- _Your task_:
Rewrite the records from the line that has "I need to find the tree" through the line that has "top-left (222, 85), bottom-right (254, 200)", swapping "bearded man" for "hiking man" and leaving everything else unchanged.
═══ Stored rows
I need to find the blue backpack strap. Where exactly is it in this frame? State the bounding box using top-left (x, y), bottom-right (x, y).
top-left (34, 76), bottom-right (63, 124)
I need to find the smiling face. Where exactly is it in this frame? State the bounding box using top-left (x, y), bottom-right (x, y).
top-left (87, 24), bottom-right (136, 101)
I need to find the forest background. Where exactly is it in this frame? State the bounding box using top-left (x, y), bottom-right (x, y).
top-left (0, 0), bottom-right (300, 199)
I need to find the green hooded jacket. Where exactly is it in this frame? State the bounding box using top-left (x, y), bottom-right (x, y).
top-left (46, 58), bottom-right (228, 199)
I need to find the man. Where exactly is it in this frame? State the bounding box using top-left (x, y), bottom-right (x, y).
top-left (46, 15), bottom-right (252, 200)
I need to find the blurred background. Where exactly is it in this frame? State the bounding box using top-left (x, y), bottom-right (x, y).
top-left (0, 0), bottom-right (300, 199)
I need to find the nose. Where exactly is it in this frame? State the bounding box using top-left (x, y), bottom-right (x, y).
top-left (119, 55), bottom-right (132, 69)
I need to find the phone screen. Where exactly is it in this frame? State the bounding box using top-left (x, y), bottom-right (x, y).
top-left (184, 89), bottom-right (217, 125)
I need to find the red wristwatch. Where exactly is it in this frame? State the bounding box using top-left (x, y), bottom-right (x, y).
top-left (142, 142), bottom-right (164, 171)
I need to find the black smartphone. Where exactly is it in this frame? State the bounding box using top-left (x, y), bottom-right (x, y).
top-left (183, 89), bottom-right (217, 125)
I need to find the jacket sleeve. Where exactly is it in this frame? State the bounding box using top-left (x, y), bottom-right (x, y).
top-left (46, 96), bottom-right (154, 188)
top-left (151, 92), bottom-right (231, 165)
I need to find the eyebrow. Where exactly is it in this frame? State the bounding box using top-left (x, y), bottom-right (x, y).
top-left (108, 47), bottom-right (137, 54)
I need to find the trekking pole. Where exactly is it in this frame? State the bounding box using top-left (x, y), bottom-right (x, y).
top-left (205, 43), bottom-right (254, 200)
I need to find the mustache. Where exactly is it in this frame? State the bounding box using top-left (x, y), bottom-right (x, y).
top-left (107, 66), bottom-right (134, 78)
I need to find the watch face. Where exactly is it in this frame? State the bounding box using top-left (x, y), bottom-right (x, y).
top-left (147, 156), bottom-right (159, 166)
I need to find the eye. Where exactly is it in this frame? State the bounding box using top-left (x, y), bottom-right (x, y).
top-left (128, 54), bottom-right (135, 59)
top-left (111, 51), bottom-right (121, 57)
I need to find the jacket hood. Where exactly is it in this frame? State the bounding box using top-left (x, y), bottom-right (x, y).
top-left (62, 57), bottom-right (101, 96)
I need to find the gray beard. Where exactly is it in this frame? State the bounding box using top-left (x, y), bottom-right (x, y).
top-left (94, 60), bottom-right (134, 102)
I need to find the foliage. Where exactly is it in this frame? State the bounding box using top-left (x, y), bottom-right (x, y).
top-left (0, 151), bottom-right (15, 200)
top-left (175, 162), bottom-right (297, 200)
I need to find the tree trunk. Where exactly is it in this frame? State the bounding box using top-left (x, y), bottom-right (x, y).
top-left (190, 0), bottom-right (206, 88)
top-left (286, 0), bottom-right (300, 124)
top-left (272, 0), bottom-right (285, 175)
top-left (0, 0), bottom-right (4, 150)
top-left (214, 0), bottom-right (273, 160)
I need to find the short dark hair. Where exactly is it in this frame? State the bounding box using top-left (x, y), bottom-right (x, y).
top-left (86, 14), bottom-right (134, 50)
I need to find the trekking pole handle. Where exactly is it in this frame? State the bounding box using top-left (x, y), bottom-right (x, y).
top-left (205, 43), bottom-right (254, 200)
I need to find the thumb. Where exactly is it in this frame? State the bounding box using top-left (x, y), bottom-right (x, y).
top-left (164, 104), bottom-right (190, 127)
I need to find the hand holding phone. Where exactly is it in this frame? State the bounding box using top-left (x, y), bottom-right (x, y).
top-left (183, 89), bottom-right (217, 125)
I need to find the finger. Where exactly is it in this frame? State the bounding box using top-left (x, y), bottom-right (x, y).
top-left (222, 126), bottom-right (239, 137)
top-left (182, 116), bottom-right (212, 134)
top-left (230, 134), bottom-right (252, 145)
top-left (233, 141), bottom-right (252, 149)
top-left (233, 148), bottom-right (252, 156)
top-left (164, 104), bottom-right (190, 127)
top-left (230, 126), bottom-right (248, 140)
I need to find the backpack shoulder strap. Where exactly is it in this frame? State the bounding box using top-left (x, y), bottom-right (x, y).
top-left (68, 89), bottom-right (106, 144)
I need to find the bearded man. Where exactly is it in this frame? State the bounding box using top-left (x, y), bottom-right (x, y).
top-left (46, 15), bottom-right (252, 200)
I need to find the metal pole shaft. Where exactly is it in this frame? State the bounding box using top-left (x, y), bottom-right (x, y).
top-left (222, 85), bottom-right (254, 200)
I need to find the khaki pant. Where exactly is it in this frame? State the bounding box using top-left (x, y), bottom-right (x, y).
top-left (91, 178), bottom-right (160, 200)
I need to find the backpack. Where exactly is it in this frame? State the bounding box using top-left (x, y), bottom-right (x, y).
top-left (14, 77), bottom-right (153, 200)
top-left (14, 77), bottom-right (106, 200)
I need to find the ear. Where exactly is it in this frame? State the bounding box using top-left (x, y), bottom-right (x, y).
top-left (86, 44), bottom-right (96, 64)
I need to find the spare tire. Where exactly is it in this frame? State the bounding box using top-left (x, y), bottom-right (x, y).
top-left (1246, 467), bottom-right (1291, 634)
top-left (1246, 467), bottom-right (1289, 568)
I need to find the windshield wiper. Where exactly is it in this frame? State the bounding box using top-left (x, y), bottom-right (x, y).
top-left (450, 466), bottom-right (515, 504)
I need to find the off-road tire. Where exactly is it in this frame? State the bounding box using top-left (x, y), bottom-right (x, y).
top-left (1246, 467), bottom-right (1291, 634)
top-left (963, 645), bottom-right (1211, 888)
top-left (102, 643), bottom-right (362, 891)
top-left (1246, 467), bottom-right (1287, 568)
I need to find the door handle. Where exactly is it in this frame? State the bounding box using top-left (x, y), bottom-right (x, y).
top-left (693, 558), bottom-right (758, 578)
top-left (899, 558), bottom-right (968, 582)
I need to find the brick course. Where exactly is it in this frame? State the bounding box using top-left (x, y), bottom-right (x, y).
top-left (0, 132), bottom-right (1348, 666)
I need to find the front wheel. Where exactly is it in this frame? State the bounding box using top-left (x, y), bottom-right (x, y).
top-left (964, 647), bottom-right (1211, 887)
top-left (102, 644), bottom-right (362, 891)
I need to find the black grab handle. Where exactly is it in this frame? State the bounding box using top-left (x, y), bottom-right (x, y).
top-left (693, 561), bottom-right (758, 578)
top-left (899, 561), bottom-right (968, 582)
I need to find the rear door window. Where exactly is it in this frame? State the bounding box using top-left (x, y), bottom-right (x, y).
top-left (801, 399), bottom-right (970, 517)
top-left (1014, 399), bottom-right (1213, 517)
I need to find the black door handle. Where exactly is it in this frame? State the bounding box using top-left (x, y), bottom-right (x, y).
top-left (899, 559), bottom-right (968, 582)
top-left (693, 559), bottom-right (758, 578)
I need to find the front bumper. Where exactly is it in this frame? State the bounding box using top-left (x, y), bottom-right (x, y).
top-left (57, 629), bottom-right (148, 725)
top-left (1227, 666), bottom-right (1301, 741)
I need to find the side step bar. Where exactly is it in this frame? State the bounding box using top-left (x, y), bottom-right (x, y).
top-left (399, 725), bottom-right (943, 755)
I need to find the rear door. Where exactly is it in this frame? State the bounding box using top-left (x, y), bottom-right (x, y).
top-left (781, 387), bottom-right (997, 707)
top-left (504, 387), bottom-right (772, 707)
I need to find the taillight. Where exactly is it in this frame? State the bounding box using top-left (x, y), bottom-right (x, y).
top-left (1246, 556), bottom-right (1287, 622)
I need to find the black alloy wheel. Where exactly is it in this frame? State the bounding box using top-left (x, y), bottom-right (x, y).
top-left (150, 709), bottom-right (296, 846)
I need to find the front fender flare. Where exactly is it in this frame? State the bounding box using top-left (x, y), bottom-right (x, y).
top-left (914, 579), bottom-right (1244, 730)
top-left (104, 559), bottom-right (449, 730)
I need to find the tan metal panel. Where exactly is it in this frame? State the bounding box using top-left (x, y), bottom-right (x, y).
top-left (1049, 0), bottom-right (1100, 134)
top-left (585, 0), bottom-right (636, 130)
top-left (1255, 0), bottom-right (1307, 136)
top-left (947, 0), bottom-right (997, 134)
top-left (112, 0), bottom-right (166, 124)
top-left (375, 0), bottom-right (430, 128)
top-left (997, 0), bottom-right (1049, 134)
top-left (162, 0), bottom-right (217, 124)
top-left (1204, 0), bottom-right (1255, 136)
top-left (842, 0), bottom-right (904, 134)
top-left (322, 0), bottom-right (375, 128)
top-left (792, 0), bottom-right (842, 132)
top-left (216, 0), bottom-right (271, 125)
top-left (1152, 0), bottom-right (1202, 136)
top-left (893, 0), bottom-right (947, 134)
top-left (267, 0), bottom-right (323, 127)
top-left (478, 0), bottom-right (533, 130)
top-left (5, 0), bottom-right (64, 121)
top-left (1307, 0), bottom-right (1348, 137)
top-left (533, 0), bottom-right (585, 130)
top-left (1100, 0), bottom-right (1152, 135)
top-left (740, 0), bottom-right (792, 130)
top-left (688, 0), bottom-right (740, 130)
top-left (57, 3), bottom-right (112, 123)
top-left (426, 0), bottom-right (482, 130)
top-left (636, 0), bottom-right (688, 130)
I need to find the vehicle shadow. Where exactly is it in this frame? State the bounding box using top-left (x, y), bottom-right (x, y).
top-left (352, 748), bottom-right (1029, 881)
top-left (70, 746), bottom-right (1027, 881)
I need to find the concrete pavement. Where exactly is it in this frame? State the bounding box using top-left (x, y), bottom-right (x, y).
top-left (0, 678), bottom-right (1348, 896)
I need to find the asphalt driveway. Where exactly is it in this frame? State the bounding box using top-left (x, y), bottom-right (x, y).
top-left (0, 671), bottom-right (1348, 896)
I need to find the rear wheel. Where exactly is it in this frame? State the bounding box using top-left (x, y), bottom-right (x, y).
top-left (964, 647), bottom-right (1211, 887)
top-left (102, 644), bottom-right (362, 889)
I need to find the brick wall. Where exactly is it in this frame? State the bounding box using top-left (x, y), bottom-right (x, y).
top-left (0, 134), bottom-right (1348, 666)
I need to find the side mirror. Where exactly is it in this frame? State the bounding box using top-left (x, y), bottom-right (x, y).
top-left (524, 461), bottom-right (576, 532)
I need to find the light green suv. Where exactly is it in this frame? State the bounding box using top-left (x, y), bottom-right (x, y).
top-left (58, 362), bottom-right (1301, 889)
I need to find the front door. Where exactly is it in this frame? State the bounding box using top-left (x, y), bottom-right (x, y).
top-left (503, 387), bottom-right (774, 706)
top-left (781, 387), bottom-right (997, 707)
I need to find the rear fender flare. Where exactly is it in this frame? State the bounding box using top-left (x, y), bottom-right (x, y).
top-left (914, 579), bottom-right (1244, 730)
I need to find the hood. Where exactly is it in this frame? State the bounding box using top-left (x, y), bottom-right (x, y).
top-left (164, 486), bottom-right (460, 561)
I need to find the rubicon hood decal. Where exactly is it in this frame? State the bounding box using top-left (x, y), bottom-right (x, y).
══════
- _Task answer_:
I need to find the tree trunk. Where exactly is it in this frame? State the bounding box using top-left (x, y), bottom-right (x, y).
top-left (190, 0), bottom-right (206, 88)
top-left (286, 0), bottom-right (300, 124)
top-left (272, 0), bottom-right (285, 175)
top-left (0, 0), bottom-right (4, 150)
top-left (214, 0), bottom-right (273, 160)
I need to find the short dark hair. Where exactly is it in this frame? State the bounding box using top-left (x, y), bottom-right (x, y).
top-left (86, 14), bottom-right (134, 50)
I need to find the trekking pole handle. Where exactly is it in this frame? State the bounding box using top-left (x, y), bottom-right (x, y).
top-left (205, 43), bottom-right (254, 200)
I need to find the thumb. Where exactly is it in this frame? State the bounding box using top-left (x, y), bottom-right (x, y).
top-left (164, 104), bottom-right (190, 127)
I need to find the hand holding phone. Where exactly is it in this frame? State the bounding box using top-left (x, y), bottom-right (x, y).
top-left (183, 89), bottom-right (217, 125)
I need to find the finger. Where exactly is it in this frame? State the bounding box using top-left (x, y), bottom-right (x, y).
top-left (222, 126), bottom-right (239, 137)
top-left (182, 116), bottom-right (212, 134)
top-left (230, 134), bottom-right (252, 145)
top-left (233, 141), bottom-right (252, 149)
top-left (233, 148), bottom-right (252, 156)
top-left (164, 104), bottom-right (190, 127)
top-left (230, 126), bottom-right (248, 140)
I need to find the backpack shoulder strap. Where exactly is it in this frame? State the bounding box using top-left (x, y), bottom-right (x, y).
top-left (68, 89), bottom-right (106, 144)
I need to find the hiking man. Where exactly is it in this frame? State the bounding box using top-left (x, y), bottom-right (x, y).
top-left (46, 15), bottom-right (252, 200)
I need to find the metal pole shaft. Where exactly is it in this frame? State the bounding box using top-left (x, y), bottom-right (x, y).
top-left (222, 85), bottom-right (254, 200)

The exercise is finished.